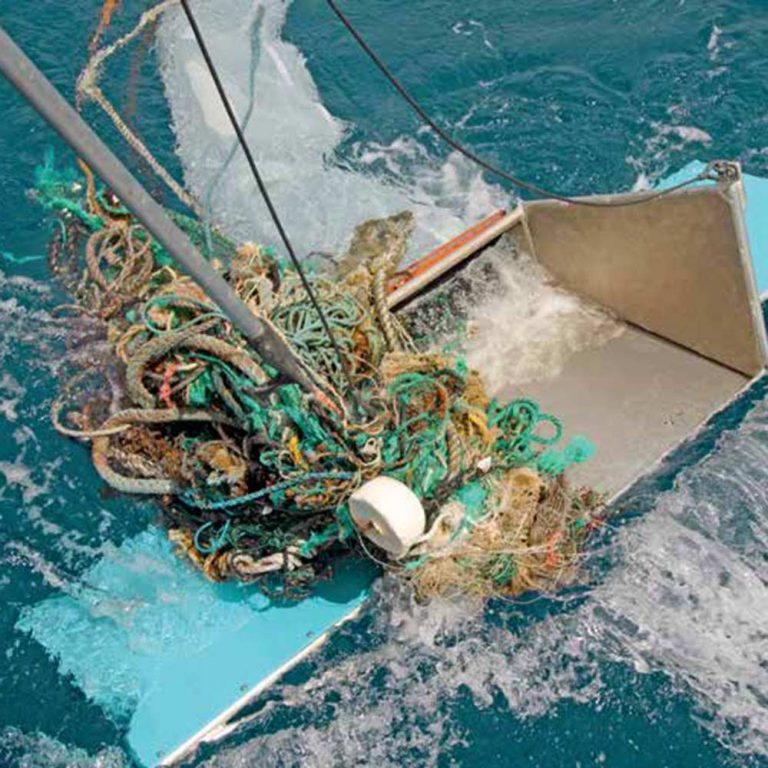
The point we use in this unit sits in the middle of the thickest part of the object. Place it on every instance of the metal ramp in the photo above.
(636, 397)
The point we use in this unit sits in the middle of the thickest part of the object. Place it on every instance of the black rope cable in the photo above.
(485, 164)
(263, 189)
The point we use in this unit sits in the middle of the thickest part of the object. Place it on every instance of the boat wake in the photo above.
(320, 197)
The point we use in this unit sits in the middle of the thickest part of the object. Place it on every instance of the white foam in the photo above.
(294, 140)
(687, 596)
(38, 750)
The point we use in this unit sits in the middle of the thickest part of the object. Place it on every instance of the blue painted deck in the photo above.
(757, 218)
(156, 645)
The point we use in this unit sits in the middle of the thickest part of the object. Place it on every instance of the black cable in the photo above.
(485, 164)
(263, 189)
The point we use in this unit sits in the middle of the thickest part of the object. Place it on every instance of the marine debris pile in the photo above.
(254, 474)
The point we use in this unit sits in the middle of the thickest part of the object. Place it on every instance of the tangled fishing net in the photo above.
(253, 473)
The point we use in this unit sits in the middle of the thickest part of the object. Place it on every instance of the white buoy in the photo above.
(388, 513)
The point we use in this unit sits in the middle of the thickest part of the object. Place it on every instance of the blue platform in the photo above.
(157, 646)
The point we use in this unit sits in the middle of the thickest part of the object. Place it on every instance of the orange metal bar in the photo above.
(433, 257)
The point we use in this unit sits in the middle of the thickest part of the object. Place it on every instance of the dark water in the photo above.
(663, 662)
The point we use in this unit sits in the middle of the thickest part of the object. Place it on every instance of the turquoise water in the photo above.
(658, 664)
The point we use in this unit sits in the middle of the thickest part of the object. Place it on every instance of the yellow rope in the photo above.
(87, 86)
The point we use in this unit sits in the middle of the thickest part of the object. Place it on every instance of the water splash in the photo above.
(294, 138)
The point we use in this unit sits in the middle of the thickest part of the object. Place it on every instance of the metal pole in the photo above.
(40, 92)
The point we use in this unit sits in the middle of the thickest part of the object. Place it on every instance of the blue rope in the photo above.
(261, 493)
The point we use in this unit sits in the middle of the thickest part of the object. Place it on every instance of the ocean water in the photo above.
(660, 659)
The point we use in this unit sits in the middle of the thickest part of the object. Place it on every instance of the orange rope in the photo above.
(105, 19)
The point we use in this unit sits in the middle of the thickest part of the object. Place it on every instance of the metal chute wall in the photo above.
(678, 267)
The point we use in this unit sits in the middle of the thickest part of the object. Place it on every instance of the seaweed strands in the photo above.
(253, 476)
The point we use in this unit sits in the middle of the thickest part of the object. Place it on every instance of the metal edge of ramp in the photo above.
(757, 231)
(183, 700)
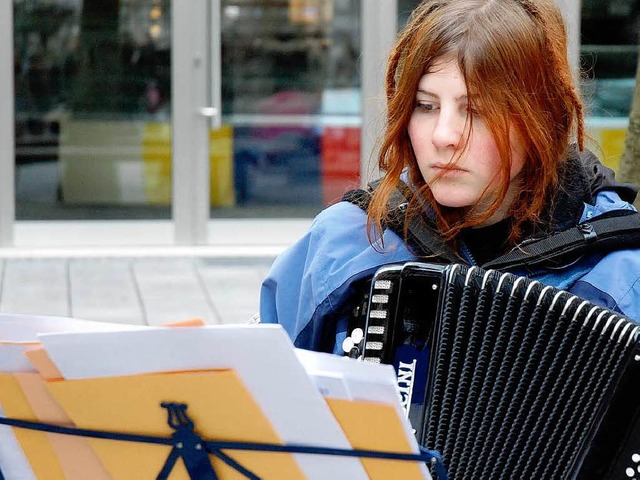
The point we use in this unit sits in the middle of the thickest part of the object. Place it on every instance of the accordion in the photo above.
(506, 377)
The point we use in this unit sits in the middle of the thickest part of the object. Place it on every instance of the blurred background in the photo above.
(94, 107)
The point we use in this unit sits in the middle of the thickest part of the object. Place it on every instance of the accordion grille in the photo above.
(519, 375)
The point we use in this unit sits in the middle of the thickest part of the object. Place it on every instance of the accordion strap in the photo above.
(609, 232)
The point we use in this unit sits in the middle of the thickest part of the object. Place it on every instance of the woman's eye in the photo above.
(427, 107)
(474, 111)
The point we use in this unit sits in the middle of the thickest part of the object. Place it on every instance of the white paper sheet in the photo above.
(363, 381)
(16, 328)
(262, 355)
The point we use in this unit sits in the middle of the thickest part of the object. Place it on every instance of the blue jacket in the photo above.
(310, 287)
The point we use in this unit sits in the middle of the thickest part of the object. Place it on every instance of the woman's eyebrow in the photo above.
(459, 98)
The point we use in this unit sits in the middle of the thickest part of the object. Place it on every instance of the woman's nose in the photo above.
(448, 130)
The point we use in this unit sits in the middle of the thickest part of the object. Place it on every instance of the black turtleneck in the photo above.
(487, 243)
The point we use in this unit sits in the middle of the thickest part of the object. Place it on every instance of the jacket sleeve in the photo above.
(308, 285)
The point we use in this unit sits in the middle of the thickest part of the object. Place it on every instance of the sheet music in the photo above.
(262, 355)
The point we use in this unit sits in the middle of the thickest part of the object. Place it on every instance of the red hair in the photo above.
(513, 56)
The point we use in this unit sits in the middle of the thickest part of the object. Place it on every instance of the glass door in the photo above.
(293, 95)
(112, 108)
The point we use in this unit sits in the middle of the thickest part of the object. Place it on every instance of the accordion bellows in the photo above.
(525, 380)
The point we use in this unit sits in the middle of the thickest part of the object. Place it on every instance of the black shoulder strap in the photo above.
(609, 232)
(617, 231)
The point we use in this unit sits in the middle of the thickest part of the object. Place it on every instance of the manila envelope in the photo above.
(376, 427)
(76, 458)
(35, 445)
(218, 403)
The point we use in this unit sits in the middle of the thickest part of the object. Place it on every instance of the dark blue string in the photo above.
(432, 458)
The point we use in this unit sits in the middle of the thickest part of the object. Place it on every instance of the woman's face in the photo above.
(457, 178)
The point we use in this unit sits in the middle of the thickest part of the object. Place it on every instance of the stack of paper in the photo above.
(242, 383)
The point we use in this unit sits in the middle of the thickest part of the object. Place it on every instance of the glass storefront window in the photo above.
(290, 139)
(609, 53)
(92, 108)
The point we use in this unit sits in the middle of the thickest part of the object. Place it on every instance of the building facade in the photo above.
(188, 116)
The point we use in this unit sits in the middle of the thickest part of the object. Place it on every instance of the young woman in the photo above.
(485, 131)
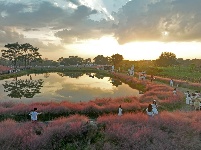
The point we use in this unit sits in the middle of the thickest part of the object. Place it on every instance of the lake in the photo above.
(74, 87)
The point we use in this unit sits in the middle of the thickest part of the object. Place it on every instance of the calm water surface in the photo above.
(74, 87)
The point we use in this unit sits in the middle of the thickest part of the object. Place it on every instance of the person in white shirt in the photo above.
(171, 82)
(120, 111)
(34, 115)
(175, 91)
(149, 111)
(154, 107)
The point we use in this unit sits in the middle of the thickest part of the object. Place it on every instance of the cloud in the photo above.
(134, 20)
(158, 20)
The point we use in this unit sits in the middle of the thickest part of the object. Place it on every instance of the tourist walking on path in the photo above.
(120, 111)
(34, 115)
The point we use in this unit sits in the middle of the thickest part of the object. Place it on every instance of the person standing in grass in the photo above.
(175, 91)
(120, 111)
(149, 111)
(171, 83)
(154, 107)
(34, 115)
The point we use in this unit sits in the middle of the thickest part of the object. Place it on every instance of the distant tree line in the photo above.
(25, 54)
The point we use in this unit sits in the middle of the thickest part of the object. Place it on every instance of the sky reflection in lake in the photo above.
(57, 87)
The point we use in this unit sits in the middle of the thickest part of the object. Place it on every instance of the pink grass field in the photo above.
(161, 93)
(168, 130)
(133, 130)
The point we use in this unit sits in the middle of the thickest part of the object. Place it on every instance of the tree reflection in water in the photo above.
(71, 74)
(23, 88)
(115, 82)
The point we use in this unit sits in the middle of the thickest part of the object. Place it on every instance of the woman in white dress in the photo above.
(120, 111)
(154, 107)
(149, 111)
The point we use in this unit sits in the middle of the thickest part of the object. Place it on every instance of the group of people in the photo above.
(151, 110)
(193, 99)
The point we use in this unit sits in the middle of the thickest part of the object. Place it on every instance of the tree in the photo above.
(29, 54)
(166, 59)
(116, 59)
(12, 53)
(24, 52)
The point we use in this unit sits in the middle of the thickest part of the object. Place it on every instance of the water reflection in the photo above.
(70, 86)
(71, 74)
(115, 82)
(23, 88)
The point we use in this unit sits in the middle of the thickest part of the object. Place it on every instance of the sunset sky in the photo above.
(136, 29)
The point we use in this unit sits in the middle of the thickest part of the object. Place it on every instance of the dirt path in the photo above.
(184, 107)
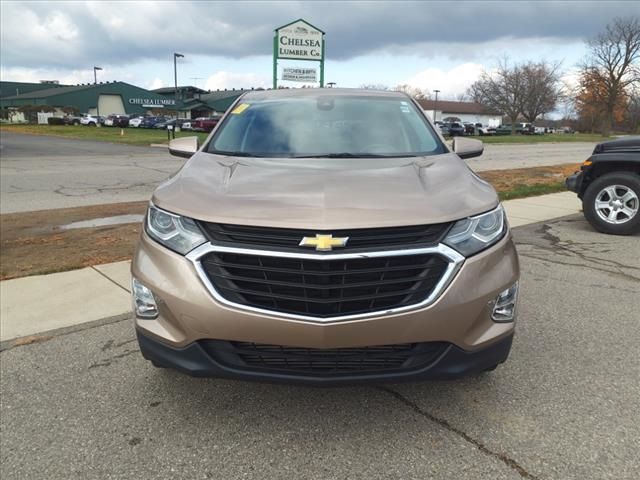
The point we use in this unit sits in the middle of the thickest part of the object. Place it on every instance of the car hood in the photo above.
(325, 193)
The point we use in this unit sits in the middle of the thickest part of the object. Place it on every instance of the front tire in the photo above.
(611, 203)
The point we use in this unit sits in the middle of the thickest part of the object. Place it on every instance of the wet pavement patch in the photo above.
(103, 222)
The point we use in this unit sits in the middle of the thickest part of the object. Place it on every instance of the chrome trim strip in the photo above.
(455, 262)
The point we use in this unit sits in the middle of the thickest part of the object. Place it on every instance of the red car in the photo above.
(205, 124)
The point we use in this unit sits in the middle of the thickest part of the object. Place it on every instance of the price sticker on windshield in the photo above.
(240, 108)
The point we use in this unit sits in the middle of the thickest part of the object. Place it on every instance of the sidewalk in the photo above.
(37, 304)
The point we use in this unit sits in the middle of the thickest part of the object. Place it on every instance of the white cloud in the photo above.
(450, 82)
(223, 79)
(155, 83)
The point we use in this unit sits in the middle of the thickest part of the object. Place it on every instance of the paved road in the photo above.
(85, 405)
(40, 172)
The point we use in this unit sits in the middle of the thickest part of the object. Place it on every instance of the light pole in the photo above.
(175, 72)
(95, 75)
(95, 82)
(435, 105)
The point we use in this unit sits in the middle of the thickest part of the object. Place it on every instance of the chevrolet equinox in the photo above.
(325, 236)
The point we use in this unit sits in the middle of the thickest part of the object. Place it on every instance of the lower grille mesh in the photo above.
(324, 362)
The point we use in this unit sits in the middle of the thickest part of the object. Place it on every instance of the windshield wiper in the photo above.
(343, 155)
(236, 154)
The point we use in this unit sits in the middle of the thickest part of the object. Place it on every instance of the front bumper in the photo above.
(199, 360)
(459, 317)
(574, 182)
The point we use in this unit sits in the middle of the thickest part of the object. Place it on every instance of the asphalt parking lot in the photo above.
(39, 172)
(85, 404)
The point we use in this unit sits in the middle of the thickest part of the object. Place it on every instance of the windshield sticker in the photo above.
(240, 108)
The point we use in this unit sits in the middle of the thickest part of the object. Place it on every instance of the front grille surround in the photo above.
(453, 258)
(360, 239)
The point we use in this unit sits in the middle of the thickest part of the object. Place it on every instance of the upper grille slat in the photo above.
(289, 238)
(324, 288)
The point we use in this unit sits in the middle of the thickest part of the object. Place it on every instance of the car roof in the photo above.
(258, 95)
(631, 144)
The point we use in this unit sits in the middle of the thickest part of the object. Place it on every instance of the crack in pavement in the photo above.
(504, 458)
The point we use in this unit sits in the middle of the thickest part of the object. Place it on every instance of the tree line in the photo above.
(606, 95)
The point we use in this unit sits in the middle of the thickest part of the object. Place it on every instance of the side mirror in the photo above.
(467, 147)
(183, 147)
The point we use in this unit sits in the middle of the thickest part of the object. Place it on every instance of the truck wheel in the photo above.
(611, 203)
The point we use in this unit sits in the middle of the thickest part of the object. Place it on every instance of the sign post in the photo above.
(298, 40)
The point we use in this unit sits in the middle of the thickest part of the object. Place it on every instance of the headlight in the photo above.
(180, 234)
(473, 234)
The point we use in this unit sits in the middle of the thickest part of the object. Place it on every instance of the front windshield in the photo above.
(326, 126)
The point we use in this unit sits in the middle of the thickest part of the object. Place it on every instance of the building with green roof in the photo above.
(98, 99)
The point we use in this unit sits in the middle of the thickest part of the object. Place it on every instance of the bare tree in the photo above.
(502, 90)
(412, 91)
(541, 89)
(613, 64)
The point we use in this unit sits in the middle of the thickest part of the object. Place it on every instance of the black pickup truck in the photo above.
(608, 184)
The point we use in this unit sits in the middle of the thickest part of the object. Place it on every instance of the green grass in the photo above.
(132, 136)
(522, 191)
(547, 138)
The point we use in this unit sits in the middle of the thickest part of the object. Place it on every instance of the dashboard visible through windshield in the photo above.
(326, 126)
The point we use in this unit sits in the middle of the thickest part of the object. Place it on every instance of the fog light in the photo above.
(504, 308)
(144, 302)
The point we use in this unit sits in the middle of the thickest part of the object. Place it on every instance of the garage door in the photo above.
(109, 104)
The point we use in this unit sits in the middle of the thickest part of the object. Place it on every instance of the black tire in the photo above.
(626, 180)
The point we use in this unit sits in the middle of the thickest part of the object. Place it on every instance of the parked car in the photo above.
(172, 123)
(314, 255)
(71, 120)
(444, 129)
(520, 128)
(455, 129)
(150, 122)
(91, 120)
(205, 124)
(136, 121)
(469, 128)
(609, 186)
(482, 130)
(116, 121)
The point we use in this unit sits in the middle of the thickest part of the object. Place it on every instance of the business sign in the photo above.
(152, 102)
(300, 74)
(298, 40)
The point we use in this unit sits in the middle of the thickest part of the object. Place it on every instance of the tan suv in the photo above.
(325, 236)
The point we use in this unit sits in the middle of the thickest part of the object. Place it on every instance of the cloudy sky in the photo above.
(430, 45)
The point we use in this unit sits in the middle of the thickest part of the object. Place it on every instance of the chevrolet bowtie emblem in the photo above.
(324, 243)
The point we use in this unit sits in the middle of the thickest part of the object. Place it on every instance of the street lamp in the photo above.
(435, 105)
(95, 82)
(95, 75)
(175, 72)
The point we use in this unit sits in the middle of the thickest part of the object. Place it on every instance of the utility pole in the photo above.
(95, 82)
(95, 75)
(435, 105)
(175, 72)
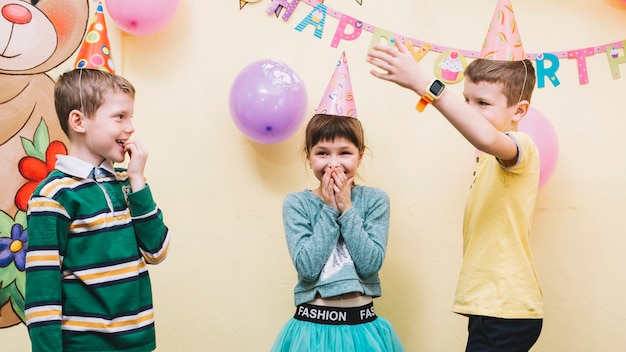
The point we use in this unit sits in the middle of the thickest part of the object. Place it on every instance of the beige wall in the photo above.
(227, 283)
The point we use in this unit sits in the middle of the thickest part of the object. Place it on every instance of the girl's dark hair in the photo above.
(324, 127)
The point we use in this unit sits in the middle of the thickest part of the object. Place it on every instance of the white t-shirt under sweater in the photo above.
(498, 277)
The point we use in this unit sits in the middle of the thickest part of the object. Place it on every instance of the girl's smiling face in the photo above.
(339, 153)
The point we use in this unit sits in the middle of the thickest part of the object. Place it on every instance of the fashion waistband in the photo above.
(335, 315)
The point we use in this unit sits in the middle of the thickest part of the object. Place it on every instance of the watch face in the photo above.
(436, 88)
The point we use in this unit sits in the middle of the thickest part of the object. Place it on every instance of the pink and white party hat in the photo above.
(503, 41)
(95, 52)
(338, 98)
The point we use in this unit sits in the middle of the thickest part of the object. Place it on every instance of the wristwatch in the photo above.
(433, 91)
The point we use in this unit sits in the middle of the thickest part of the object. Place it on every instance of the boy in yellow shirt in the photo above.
(498, 287)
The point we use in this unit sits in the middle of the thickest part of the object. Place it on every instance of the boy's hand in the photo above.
(138, 158)
(399, 66)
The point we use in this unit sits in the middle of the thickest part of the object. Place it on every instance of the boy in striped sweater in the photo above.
(93, 228)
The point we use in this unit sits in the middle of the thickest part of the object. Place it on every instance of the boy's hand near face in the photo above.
(138, 157)
(399, 66)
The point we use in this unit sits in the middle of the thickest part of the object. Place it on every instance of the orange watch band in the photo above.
(424, 101)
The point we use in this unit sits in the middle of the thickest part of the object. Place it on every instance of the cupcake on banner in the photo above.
(338, 98)
(95, 53)
(503, 41)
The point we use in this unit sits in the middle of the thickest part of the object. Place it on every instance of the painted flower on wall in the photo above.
(13, 249)
(38, 162)
(13, 246)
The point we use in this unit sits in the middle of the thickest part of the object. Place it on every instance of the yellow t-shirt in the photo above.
(498, 277)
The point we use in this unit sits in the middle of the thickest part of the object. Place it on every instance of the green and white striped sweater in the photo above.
(89, 240)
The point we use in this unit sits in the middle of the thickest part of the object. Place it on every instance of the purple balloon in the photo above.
(268, 101)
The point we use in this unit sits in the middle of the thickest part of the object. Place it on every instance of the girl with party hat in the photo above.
(337, 236)
(498, 289)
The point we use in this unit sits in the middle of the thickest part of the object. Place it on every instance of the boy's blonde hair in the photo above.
(85, 90)
(516, 77)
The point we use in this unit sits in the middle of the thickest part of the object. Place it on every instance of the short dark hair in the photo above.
(512, 75)
(323, 127)
(85, 90)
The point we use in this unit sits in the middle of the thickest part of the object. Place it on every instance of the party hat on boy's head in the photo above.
(503, 41)
(338, 98)
(95, 53)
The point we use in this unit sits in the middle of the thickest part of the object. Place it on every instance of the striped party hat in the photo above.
(95, 52)
(503, 41)
(338, 98)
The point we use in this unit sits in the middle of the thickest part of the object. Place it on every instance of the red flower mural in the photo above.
(35, 170)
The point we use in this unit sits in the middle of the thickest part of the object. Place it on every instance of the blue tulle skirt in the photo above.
(304, 336)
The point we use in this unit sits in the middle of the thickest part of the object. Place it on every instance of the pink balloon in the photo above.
(537, 126)
(141, 17)
(268, 101)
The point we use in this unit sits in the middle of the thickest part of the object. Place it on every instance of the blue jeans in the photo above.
(489, 334)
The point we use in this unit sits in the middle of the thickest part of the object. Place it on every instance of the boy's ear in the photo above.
(521, 110)
(76, 122)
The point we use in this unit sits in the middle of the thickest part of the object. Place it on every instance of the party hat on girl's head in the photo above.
(338, 98)
(503, 41)
(95, 53)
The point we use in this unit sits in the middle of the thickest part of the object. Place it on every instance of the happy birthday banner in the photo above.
(450, 64)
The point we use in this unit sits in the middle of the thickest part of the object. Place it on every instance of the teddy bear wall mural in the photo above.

........

Copy exactly, and only, the lines from the one containing "striped party hat in the photo above." through the last line of the listing.

EXERCISE SOLUTION:
The point we use in this unit sits in the middle of the thickest part of the object. Place it on every instance of the striped party hat in the photo above.
(95, 52)
(503, 41)
(338, 98)
The point we use in this unit sits in the middle of the thickest part of the object. Place it on every instance of the red flower mural in the photo above.
(35, 170)
The point we use in this unit sits in the middle of the thickest part of the object. Place it on every instance of the blue tulle skirt in the photo above.
(304, 336)
The point we use in this unit sits in the middle of the thickest part of the object. Place it on every instance of the pink balloon in the photo above.
(537, 126)
(141, 17)
(268, 101)
The point we use in this unit sits in the middle of the thickest part of the object. Place it on every instance of the blue jeans in the photo above.
(489, 334)
The point we use in this unit sits in the middle of the thickest part of the object. Place it on every instance of the boy's ear in the photo above.
(521, 110)
(76, 122)
The point we use in this unit sits in the middle of the thickest part of the object. Place it on every instance of the party hat on girl's head in the photo above.
(338, 98)
(503, 41)
(95, 53)
The point we use in this unit sits in the middle of the thickest part of the object. Place it on every instance of the happy birthday banner in the photo above.
(450, 64)
The point we use in this unit sits in the middle of the thickest part of the object. Place it on every instance of the teddy bear wall mural in the photo above.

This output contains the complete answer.